• _À faire_
[1] Relevez toutes les années différentes mentionnées dans le texte sur les produits alimentaires québécois.
[2] Selon le texte sur les produits alimentaires québécois, de combien à combien la contribution du gouvernement à Aliments Québec est-elle passée ?
[3] Rédigez la suite du texte sur les produits alimentaires québécois, à partir de sa dernière phrase.

Ainsi, la valeur des ventes des produits agroalimentaires québécois a augmenté de 18 % entre octobre 2020 et octobre 2021, révèle une récente étude de Nielsen, une firme spécialisée dans l’analyse de données liées à la consommation.
Dans la dernière année, le gouvernement Legault a peaufiné sa stratégie afin d’accentuer cette tendance. Cette dernière repose sur les quatre piliers suivants, détaille le député de Johnson, une circonscrip-tion à cheval entre la Montérégie, l’Estrie et le Centre-du-Québec.
Pilier no1: augmenter la demande
Le premier pilier de la stratégie consiste à augmenter la demande pour les produits québécois dans les marchés d’alimentation du Québec. Pour y arriver, le gouvernement a lancé deux initiatives.
D’une part, il a triplé sa contribution à Aliments Québec — un organisme sans but lucratif qui fait la promotion de l’industrie bioalimentaire québécoise —, pour la faire passer de 2,5 à 7,5 M $sur un horizon de trois ans, de 2020 à 2023.
Québec veut en outre améliorer l’identification des produits québécois sur les tablettes des épiceries. «Plus ces produits-là seront bien identifiés en magasin, plus les consommateurs auront de la facilité à les trouver», note André Lamontagne.
D’autre part, le gouvernement a lancé, en septembre 2020, la première Stratégie nationale d’achat d’aliments québécois destinée aux institutions publiques. Celle-ci n’est pas liée à la pandémie — c’était en fait un engagement électoral de la Coalition avenir Québec à son accession au pouvoir en 2018.
Il faut savoir que 1310 établissements liés à la santé et aux services sociaux, à l’éducation et à l’enseignement supérieur représentent 75 % des achats alimentaires gouvernementaux dans la province. Les 25 % restants sont faits par quelque 1700 autres établissements, par exemple dans le milieu de la petite enfance ou les cafétérias des ministères.

• _Données fournies_
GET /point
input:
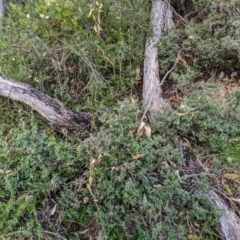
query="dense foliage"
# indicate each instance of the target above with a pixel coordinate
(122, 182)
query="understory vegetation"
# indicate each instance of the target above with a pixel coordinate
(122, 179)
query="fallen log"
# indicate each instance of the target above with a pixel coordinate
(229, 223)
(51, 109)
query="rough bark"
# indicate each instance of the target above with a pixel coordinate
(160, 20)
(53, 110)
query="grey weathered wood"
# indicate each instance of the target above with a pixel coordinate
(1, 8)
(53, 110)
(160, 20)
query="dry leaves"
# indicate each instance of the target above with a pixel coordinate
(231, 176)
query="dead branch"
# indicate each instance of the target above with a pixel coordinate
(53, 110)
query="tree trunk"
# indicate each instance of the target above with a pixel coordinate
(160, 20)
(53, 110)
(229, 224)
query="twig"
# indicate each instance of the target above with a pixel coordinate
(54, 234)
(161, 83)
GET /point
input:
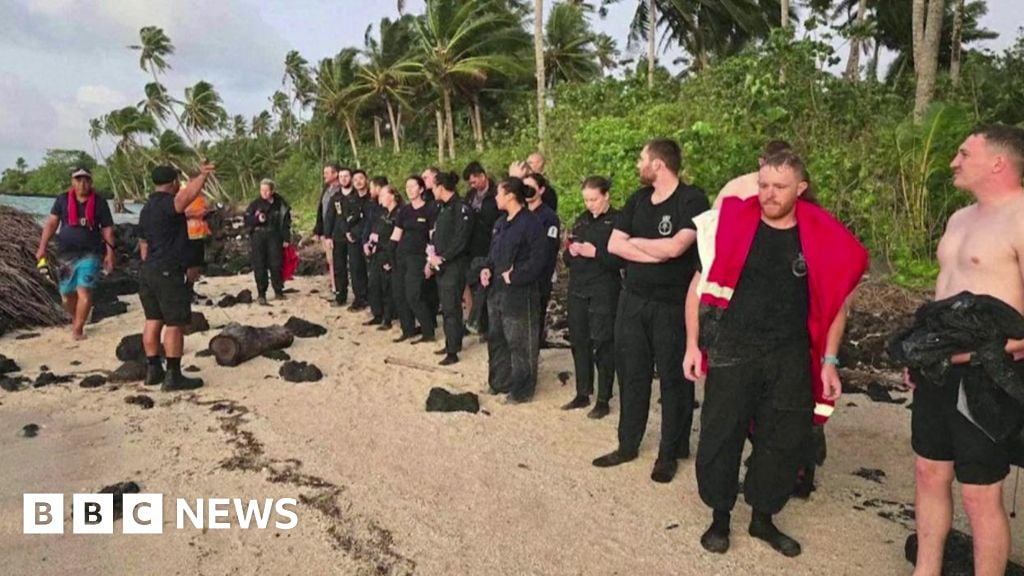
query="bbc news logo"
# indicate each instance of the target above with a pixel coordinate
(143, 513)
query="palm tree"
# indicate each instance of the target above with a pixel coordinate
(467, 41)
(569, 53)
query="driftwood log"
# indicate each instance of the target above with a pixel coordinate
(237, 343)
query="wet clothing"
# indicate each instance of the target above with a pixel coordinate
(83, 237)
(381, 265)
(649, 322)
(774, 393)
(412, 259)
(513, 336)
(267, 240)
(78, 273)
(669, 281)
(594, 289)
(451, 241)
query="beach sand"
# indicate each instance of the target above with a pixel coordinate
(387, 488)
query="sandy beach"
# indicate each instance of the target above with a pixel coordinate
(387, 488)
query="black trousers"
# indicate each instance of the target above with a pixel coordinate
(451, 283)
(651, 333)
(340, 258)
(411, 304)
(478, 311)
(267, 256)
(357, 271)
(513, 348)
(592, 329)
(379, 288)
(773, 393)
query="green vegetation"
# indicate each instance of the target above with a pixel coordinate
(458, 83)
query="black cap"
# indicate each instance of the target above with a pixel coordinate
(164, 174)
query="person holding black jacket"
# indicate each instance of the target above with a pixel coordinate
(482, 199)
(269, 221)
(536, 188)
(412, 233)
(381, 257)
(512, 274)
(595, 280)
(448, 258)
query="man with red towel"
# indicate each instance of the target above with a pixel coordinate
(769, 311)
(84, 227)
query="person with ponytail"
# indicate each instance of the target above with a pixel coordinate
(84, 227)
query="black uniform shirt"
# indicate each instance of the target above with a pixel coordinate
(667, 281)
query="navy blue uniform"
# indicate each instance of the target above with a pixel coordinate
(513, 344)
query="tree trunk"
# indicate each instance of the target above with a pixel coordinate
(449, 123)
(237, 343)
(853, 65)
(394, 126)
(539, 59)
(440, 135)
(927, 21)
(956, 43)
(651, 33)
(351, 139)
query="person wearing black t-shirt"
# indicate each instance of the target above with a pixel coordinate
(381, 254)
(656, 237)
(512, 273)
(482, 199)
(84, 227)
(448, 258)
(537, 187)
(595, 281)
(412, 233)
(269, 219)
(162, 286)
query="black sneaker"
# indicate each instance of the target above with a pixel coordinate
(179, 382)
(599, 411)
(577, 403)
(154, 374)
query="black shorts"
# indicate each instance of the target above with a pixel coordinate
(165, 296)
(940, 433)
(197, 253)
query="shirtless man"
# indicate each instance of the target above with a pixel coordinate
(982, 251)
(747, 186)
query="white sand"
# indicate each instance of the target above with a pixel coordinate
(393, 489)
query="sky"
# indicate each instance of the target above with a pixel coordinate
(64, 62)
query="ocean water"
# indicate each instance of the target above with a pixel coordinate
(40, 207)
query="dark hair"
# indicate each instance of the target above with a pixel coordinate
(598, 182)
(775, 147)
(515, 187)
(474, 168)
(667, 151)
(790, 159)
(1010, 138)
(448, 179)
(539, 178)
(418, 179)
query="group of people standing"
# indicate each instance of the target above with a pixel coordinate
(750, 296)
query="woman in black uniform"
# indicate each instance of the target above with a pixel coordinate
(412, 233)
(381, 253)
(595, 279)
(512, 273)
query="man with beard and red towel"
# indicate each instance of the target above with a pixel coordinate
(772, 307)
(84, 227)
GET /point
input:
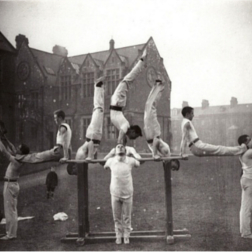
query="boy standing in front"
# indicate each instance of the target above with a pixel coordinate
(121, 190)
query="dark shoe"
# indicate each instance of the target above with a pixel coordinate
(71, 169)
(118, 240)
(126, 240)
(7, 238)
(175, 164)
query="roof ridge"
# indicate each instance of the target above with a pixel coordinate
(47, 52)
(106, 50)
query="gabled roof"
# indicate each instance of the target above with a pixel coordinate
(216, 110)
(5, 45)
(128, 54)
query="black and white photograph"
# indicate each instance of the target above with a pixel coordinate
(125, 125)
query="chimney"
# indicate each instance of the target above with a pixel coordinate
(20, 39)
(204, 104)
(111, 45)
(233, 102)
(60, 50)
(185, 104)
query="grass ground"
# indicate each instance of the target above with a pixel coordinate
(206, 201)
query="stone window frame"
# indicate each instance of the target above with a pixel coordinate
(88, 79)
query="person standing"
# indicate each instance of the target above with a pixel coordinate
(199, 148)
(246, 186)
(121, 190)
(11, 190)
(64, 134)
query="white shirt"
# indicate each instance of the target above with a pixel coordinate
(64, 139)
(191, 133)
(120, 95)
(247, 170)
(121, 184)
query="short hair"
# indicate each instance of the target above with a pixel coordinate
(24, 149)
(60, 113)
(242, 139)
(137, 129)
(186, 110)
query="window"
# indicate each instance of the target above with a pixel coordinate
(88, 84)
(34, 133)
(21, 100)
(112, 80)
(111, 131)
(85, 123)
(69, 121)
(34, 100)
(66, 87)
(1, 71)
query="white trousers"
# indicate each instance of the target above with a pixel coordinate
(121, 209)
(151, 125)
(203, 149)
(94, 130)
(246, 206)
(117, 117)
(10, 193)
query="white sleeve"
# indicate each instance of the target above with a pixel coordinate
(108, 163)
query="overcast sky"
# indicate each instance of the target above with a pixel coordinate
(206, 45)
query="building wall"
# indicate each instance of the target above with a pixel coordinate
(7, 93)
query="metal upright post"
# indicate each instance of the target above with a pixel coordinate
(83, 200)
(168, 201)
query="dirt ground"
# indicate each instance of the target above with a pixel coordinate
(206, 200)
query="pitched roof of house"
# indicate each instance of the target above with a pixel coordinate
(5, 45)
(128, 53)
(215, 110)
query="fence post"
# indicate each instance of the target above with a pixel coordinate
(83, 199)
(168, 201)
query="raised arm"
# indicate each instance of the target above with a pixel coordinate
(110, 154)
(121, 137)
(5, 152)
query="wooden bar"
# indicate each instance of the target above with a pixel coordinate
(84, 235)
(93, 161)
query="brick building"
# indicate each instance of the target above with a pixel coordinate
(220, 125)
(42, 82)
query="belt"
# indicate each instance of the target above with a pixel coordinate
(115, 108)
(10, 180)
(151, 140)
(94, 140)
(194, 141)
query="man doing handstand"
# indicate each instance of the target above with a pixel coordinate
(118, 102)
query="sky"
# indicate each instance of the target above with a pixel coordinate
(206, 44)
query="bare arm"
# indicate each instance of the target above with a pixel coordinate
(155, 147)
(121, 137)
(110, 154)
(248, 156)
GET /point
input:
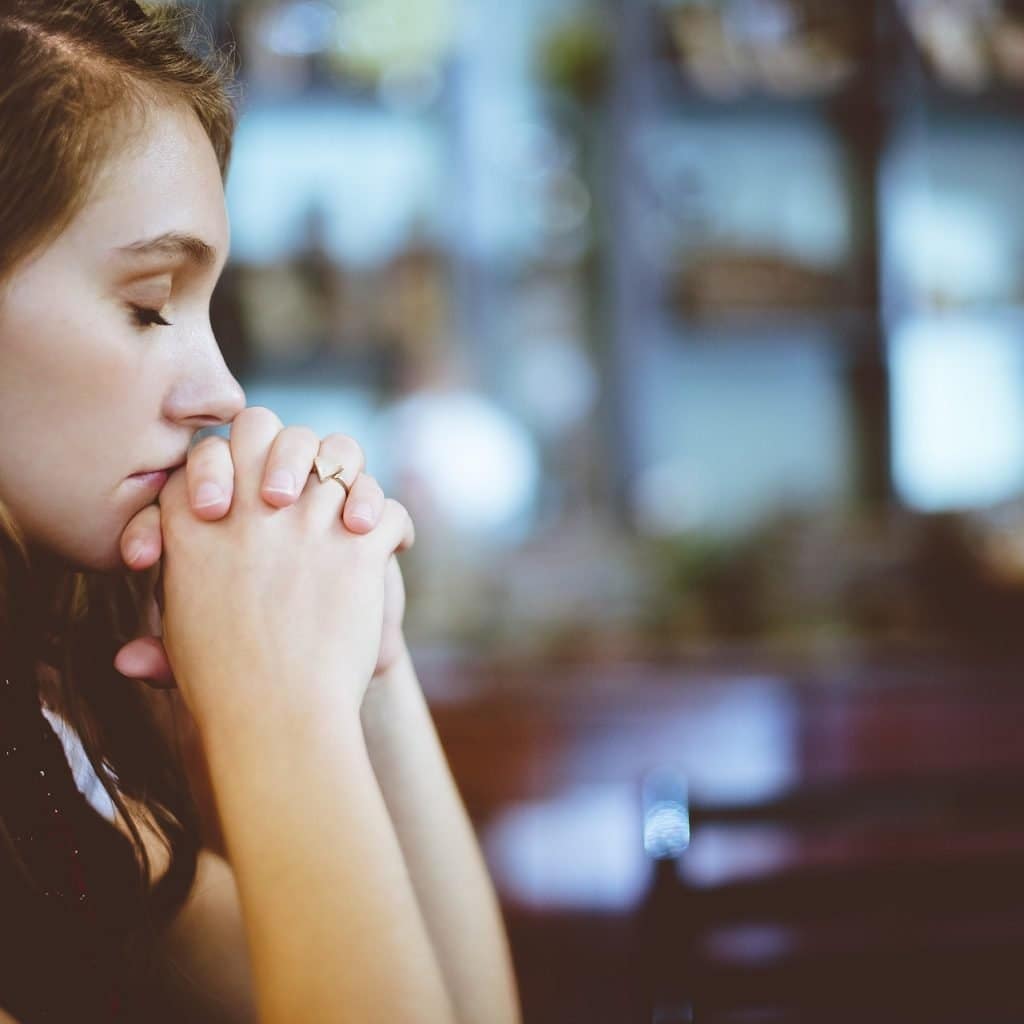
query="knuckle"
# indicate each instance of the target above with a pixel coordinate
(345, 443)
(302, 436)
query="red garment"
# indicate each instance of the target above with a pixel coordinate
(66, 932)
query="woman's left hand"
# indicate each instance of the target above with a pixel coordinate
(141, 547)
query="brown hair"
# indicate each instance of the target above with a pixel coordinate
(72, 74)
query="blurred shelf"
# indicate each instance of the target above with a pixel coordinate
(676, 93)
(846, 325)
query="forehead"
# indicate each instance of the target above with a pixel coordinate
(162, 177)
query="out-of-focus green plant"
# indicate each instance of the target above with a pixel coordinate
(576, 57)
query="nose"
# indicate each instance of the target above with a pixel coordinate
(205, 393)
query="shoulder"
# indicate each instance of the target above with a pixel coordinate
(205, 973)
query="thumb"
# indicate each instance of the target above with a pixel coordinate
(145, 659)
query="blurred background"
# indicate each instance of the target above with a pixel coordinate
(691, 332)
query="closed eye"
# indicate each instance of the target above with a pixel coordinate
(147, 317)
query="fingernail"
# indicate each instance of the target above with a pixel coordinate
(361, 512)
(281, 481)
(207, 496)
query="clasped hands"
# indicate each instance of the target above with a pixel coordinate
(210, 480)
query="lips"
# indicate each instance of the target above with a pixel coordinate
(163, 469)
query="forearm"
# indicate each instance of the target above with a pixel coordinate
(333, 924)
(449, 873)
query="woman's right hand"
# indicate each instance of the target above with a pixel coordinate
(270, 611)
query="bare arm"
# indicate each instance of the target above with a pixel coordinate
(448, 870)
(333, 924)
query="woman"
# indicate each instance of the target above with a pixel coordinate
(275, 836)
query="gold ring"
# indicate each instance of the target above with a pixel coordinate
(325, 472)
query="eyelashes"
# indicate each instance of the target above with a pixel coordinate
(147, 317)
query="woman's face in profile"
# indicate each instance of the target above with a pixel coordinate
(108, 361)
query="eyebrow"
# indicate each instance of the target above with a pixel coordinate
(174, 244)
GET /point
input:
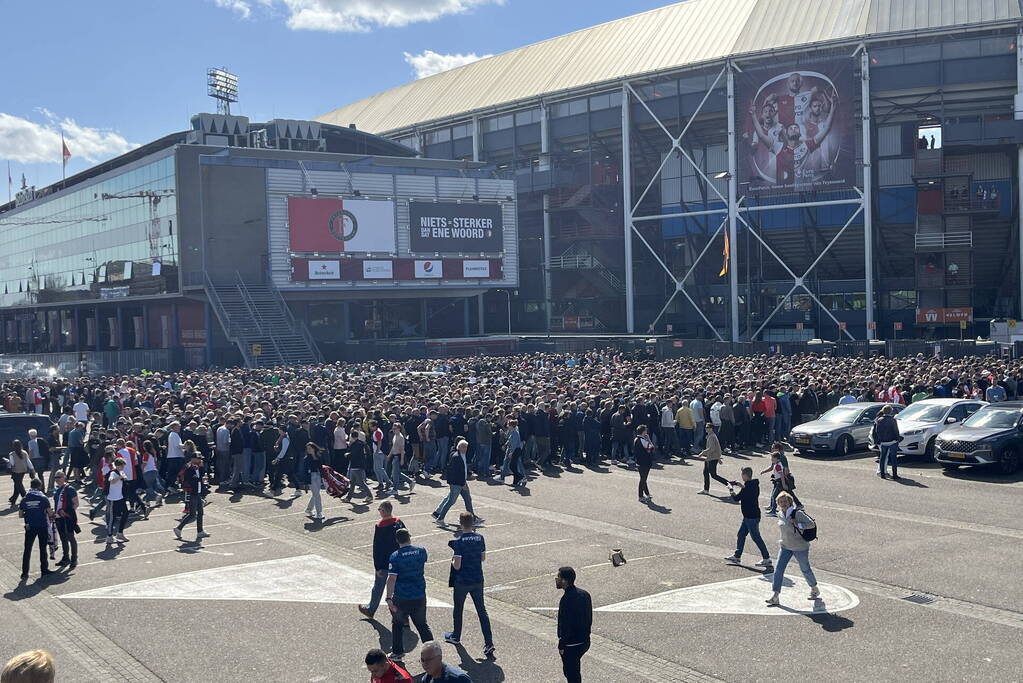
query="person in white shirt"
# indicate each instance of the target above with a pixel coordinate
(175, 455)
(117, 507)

• _Corrigé des exercices_
[1] 2018, 2020, 2021, 2023

[2] Elle est passée de 2,5 à 7,5 M $ sur un horizon de trois ans, de 2020 à 2023.

[3]
Selon le ministre, la portion de produits locaux dans leurs achats est très inégale. Elle peut osciller de 20 % à 25 % pour les établissements qui n’ont aucune préoccupation à ce sujet à 75 % à 80 % pour celles pour qui c’est très important.
Le MAPAQ n’a pas pu fournir de précisions à ce sujet. Cependant, il est de notoriété publique que l’école primaire Louis-de-France, à Trois-Rivières, fait partie des établissements pour qui l’achat alimentaire local est une priorité, tout comme les centres de la petite enfance (CPE) qui font partie du programme Petits ambassadeurs de saveurs, qui vise à sensibiliser les jeunes à l’agriculture et à la transformation alimentaire locales.
En moyenne, dans l’ensemble, cette proportion oscille entre 40 % et 45 %. André Lamontagne souhaite qu’elle atteigne près de 60 % à terme, mais il n’est pour l’instant pas en mesure de donner un horizon temporel précis.
Pilier no 2: accroître l’offre
Québec veut aussi accroître l’offre d’aliments québécois sur nos tables.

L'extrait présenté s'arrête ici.